§ **Problems and tasks**
1. In the excerpt on the delirium risk model, condense the paragraph beginning "This initiative was internally funded" into a short bulleted list that keeps its main facts.
2. Print the passage of the excerpt on the delirium risk model from "Return on investment" up to and including "new capital investment.".

Role of the Pharmacy and Pharmacists:

Pharmacy played a critical role in the development and implementation of the delirium risk stratification model by guiding medication safety strategies and informing model features related to pharmacologic risk factors. Pharmacists collaborated with the clinical and data science teams to identify high-risk deliriogenic medications—such as benzodiazepines and antipsychotics—that were incorporated into both the model’s inputs and outcome measures.

Budget & Resource Allocation:

This initiative was internally funded and integrated as part of a broader institutional strategy to advance clinical decision support and patient safety through AI. It was not grant-funded, and no external vendors were used. Instead, existing resources within Mount Sinai’s clinical data science, pharmacy, nursing, and IT teams were leveraged to design, build, and operationalize the tool.

Return on investment (ROI) was justified through its demonstrated impact on clinical quality: a greater than fourfold increase in delirium detection rates and significant reductions in the use of high-risk medications such as benzodiazepines and antipsychotics. These improvements are expected to reduce downstream complications, such as prolonged hospital stays and readmissions, which carry high financial and patient safety burdens. By aligning with institutional goals around quality, safety, and efficiency, the program gained strong leadership support without requiring new capital investment.

Lessons Learned:

A major lesson from this initiative was recognizing the time and complexity involved in scaling AI tools in clinical practice. Integrating a machine learning model into real-world workflows—across diverse teams, systems, and clinical units—requires sustained effort, iterative refinement, and close coordination. While technical development can be rapid, true implementation success depends on deep alignment with clinical operations and cultural readiness.

§ **Dataset**
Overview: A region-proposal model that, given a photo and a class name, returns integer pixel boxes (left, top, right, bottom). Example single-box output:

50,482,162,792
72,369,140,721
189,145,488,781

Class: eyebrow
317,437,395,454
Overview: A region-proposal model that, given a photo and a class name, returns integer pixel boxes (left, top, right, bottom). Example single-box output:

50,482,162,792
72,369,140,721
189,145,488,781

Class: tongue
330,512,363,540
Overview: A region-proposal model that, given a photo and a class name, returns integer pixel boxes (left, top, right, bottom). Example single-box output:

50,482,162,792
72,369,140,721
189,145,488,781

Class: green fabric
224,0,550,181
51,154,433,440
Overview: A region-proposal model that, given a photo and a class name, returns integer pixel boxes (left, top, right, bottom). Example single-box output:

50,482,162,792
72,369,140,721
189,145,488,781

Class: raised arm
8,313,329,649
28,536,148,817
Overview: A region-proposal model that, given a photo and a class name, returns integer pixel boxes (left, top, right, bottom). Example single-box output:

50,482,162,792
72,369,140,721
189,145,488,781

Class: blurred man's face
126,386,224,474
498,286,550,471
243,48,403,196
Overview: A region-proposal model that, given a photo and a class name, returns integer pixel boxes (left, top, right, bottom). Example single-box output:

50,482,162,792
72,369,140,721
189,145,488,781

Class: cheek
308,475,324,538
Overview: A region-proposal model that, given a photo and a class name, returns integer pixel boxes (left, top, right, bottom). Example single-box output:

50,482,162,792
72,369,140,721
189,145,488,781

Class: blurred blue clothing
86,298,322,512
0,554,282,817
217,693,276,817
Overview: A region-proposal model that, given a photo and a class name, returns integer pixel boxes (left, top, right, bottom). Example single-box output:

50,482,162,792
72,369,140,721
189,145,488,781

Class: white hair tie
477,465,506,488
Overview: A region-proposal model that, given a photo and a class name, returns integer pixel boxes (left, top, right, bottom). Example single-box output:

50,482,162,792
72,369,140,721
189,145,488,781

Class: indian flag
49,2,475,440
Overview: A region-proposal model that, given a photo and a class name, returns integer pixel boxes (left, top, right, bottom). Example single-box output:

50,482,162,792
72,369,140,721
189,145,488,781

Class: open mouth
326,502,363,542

§ **Numbered answers**
1.
- Funded internally as part of a broader institutional strategy to advance clinical decision support and patient safety through AI
- No grant funding and no external vendors
- Designed, built, and operationalized using existing resources from Mount Sinai's clinical data science, pharmacy, nursing, and IT teams

2.
Return on investment (ROI) was justified through its demonstrated impact on clinical quality: a greater than fourfold increase in delirium detection rates and significant reductions in the use of high-risk medications such as benzodiazepines and antipsychotics. These improvements are expected to reduce downstream complications, such as prolonged hospital stays and readmissions, which carry high financial and patient safety burdens. By aligning with institutional goals around quality, safety, and efficiency, the program gained strong leadership support without requiring new capital investment.